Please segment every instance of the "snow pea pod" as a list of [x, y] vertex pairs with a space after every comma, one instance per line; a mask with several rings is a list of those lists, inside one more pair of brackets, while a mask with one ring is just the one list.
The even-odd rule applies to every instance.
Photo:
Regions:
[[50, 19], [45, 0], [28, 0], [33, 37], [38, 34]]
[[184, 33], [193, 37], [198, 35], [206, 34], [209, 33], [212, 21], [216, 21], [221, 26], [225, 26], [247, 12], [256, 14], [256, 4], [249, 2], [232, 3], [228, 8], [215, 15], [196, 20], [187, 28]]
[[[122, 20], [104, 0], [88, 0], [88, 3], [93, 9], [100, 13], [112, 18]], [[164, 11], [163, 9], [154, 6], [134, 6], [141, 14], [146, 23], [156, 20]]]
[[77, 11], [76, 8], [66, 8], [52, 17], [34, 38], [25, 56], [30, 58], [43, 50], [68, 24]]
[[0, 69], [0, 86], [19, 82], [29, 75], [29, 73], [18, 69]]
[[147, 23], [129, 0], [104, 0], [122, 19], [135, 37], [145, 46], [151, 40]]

-*-

### YOUR INSTRUCTIONS
Convert the rows above into a JSON list of strings, with one string for each line and any blank lines dropped.

### EXERCISE OUTPUT
[
  "Please segment every instance of the \"snow pea pod\" as a list of [x, y] vertex pairs with a space after every comma, one instance per line; a mask with several rings is a list of those lists, inside one more pair of brackets, while a mask with one ring is just the one list.",
  "The even-odd rule applies to every instance.",
  "Photo:",
  "Regions:",
  "[[50, 19], [45, 0], [28, 0], [33, 37], [38, 34]]",
  "[[184, 33], [193, 37], [198, 35], [206, 34], [209, 33], [212, 21], [216, 21], [221, 26], [225, 26], [247, 12], [256, 14], [256, 4], [249, 2], [232, 3], [228, 8], [215, 15], [196, 20], [187, 28]]",
  "[[[122, 20], [104, 0], [88, 0], [88, 3], [93, 9], [100, 13], [112, 18]], [[164, 11], [163, 9], [154, 6], [134, 6], [141, 14], [146, 23], [156, 20]]]",
  "[[77, 11], [76, 8], [66, 8], [52, 17], [34, 38], [25, 56], [30, 58], [43, 50], [68, 24]]",
  "[[0, 69], [0, 86], [19, 82], [29, 75], [29, 73], [18, 69]]",
  "[[147, 23], [129, 0], [104, 0], [122, 19], [135, 37], [145, 46], [151, 40]]"
]